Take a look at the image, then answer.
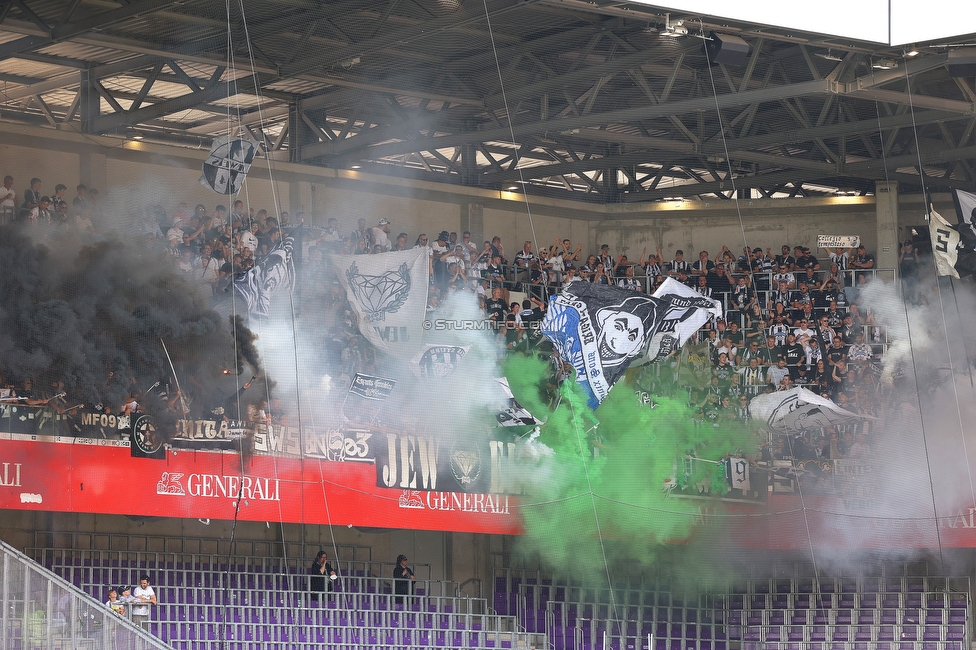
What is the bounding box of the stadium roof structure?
[0,0,976,203]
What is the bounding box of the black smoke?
[0,221,260,436]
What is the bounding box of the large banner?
[0,434,520,535]
[542,278,722,409]
[329,248,430,359]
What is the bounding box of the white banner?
[749,388,874,435]
[329,248,430,358]
[929,210,959,278]
[956,190,976,226]
[631,278,723,366]
[817,235,861,250]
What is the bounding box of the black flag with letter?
[542,282,721,409]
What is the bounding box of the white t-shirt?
[132,585,156,616]
[241,230,258,253]
[373,226,393,251]
[0,187,17,208]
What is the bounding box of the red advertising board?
[0,434,976,551]
[0,438,520,534]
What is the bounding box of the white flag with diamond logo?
[329,248,430,358]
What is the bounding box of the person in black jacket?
[393,554,417,604]
[308,551,337,600]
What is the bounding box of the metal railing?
[0,542,169,650]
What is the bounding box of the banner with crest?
[329,248,430,358]
[200,135,257,196]
[234,235,297,319]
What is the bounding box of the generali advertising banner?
[0,434,520,534]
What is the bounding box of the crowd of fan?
[310,219,900,466]
[0,175,98,230]
[0,182,896,466]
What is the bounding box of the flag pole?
[943,275,976,387]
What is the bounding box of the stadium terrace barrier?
[0,542,169,650]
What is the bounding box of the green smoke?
[505,357,758,583]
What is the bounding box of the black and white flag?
[234,236,295,318]
[749,388,874,435]
[495,377,542,427]
[726,456,751,491]
[200,135,257,196]
[349,372,396,401]
[929,209,959,278]
[542,282,721,408]
[952,190,976,277]
[410,343,471,381]
[329,248,430,359]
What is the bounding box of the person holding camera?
[308,551,338,600]
[393,554,417,605]
[898,239,922,305]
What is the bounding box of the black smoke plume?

OBJECTIVE: Can you reproduce every entry above word for word, leaving the picture out?

SOLVED EXERCISE:
Take a look at the image, then answer.
What is the bounding box of the stadium roof structure?
[0,0,976,203]
What is the bounding box of the black smoke?
[0,221,260,436]
What is the bounding box of the large banner?
[0,434,520,535]
[542,278,722,409]
[329,248,430,359]
What is the bounding box of the white banner?
[749,388,874,435]
[329,248,430,358]
[929,210,959,278]
[956,190,976,226]
[631,278,723,366]
[817,235,861,250]
What is the bounding box of the black flag with letter?
[542,282,721,409]
What is the bounding box of the white t-shirt?
[132,585,156,616]
[241,230,258,253]
[373,226,393,251]
[0,187,17,208]
What is the bounding box of the red advertising board?
[0,434,976,551]
[0,438,520,534]
What is the bounding box of the white flag with diamond logo?
[329,248,430,358]
What is the bounding box of the person in black jacket?
[393,554,417,604]
[308,551,337,600]
What is the bounding box of the metal railing?
[0,542,169,650]
What is the bounding box of the banner with crest?
[329,248,430,358]
[200,135,257,196]
[234,235,297,319]
What is the bounding box of the generali advertising banner?
[0,434,520,534]
What is the bounding box of the crowd of fan?
[310,219,900,466]
[0,175,98,230]
[0,182,896,466]
What is the bounding box of the flag pole?
[943,275,976,387]
What is the bounding box of the stadium terrace barrier?
[0,542,169,650]
What is the bounding box of the green smoke?
[505,357,758,583]
What is the bounding box of the black and white flag?
[234,236,295,318]
[749,388,874,435]
[495,377,542,427]
[726,456,751,491]
[200,135,257,196]
[349,372,396,401]
[929,209,959,278]
[542,282,721,408]
[952,190,976,277]
[410,343,471,381]
[329,248,430,359]
What is the bounding box of the person holding camera?
[308,551,338,600]
[393,554,417,605]
[898,239,922,305]
What is the bounding box of the black smoke plume?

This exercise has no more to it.